→ **Cel**: Które drużyny, według podsumowania sezonu jesień 2021, jako jedyne zdołały odebrać punkty Prezesom?

Sklep

Podsumowanie sezonu - Jesień 2021

Na koniec zająłem się podsumowaniem Wrocławskiej Ligi Siódemek, której mecze oglądałem najmniej, ale swoje wiem i dużo się przez czas trwania tego sezonu dowiedziałem, a pierwszą ligę nawet uważnie śledziłem. Tutaj wiele drużyn zagrało tak jak zagrać powinno, ale kilka ekip zawiodło na całej linii. O tym więcej przeczytacie w poniższym tekście.

 

Prezesi znów to zrobili. Termo Team i Voltica nie zagrają w Ekstralidze. Świetny sezon Fabisza.

Prezesi w lidze WLS są niczym Bayern Monachium w Bundeslidze. Wydaje się, że w końcu znajdzie się zespół, który ich zneutralizuje, ale przychodzi co do czego to nie ma na nich mocnych. Tak było i jesienią. Zespół Grzegorza Paukszta wygrał trzecie mistrzostwo z rzędu i znów bez porażki. W tym sezonie tylko Fulanito i AWL potrafiły zabrać im punkty. W kluczowym momencie Prezesi nie zawiedli, a na przekroju całej kampanii ligowej strzelili najwięcej bramek i niewiele stracili. Najlepszy sezon od lat rozegrał Konrad Hajdamowicz, który strzelił 13 goli i zanotował 16 asyst, co pozwoliło mu zostać nie tylko najlepszym asystentem w Superlidze, ale również kanadyjczykiem. To wszystko zatem złożyło się na kolejny sukces Paukszta i jego kompani.

 Tak samo jak wiosną drugie miejsce przypadło Przyjaciołom Tifosek, które długo liderowali stawce superligowców. Niestety w kluczowym momencie zawiedli, przegrywając dwa ostatnie mecze, z Prezesami i AWL. Czemu zatem zdobyli srebrne medale? To na skutek organizacyjnej pomyłki "Wojskowych", którzy w meczu z Fulanito do gry wprowadzili gracza, który był zawieszony za czerwoną kartkę. Czy Tifoski zasłużyły na wicemistrzostwo? Jak najbardziej, zwłaszcza, że potrafili mankameny w grze udanie zatuszować, a przecież słaby sezon rozegrał Maciej Padiasek, bardzo rzadko grał Damian Pająk, a Miłosz Lobka nie grał w ogóle.

→ **Zarejestrowane dane**:
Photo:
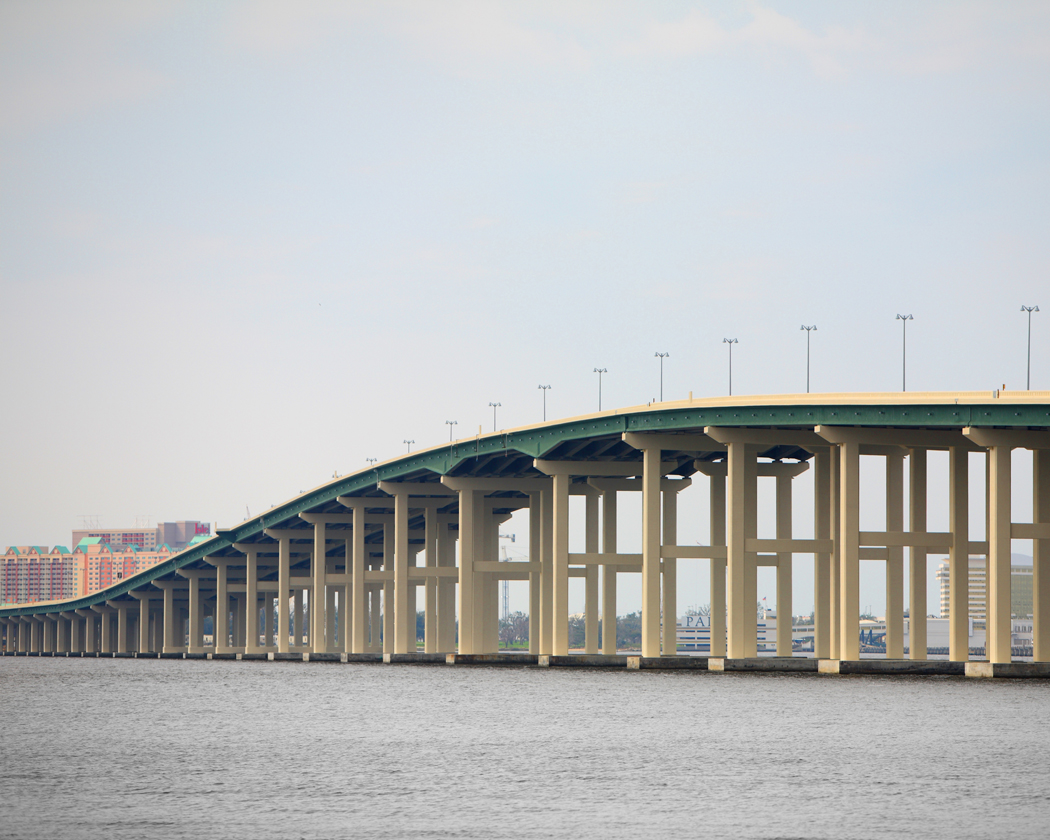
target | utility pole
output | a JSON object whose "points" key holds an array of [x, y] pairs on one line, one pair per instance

→ **Wynik**: Fulanito i AWL.